--- DATASET CONTENT ---
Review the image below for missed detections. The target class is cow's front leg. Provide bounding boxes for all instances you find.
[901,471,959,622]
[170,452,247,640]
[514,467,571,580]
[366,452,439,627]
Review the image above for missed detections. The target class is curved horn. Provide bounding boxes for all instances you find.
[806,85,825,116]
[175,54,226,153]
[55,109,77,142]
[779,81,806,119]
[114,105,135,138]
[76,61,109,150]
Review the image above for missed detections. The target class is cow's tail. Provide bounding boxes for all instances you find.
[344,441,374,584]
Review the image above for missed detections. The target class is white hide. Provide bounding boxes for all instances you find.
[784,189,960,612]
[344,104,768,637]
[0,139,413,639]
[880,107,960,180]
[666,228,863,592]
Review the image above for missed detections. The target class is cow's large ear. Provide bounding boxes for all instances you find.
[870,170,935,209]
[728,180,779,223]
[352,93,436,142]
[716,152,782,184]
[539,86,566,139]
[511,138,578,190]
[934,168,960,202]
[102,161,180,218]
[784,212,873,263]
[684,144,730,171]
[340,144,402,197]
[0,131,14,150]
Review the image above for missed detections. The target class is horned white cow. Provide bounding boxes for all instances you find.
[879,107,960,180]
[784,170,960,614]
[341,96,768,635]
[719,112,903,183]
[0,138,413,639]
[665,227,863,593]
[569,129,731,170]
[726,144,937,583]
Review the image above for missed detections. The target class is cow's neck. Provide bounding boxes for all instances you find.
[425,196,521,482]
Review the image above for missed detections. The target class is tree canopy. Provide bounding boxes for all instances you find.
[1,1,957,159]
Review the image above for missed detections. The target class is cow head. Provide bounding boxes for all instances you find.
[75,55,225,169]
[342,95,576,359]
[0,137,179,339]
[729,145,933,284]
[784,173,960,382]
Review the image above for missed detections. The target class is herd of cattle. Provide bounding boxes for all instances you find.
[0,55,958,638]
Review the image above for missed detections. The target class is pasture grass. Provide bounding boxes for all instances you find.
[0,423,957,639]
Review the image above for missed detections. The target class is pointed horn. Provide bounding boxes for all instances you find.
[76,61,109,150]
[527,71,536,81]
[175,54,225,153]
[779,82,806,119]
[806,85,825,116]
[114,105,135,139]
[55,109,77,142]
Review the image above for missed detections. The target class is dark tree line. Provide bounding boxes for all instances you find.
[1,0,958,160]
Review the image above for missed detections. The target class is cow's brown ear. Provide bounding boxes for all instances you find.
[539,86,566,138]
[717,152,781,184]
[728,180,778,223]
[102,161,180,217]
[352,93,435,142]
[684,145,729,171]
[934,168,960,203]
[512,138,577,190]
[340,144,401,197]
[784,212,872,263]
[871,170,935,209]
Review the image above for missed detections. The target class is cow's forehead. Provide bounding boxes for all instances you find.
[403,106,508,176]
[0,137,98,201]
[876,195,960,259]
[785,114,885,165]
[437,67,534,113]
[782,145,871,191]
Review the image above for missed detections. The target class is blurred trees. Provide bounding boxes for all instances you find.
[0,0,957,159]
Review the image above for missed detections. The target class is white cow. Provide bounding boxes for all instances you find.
---
[ASSIGNMENT]: In the entries above, take the line containing "class is blurred" and each later line through the last, and repeat them exactly. Output nothing else.

[RESULT]:
Review the image above for missed detections. The target class is blurred trees. Provide bounding boxes for all instances you find.
[0,0,957,159]
Review the image above for missed detections. The target class is white cow. Provide bounding boxes for all instances you find.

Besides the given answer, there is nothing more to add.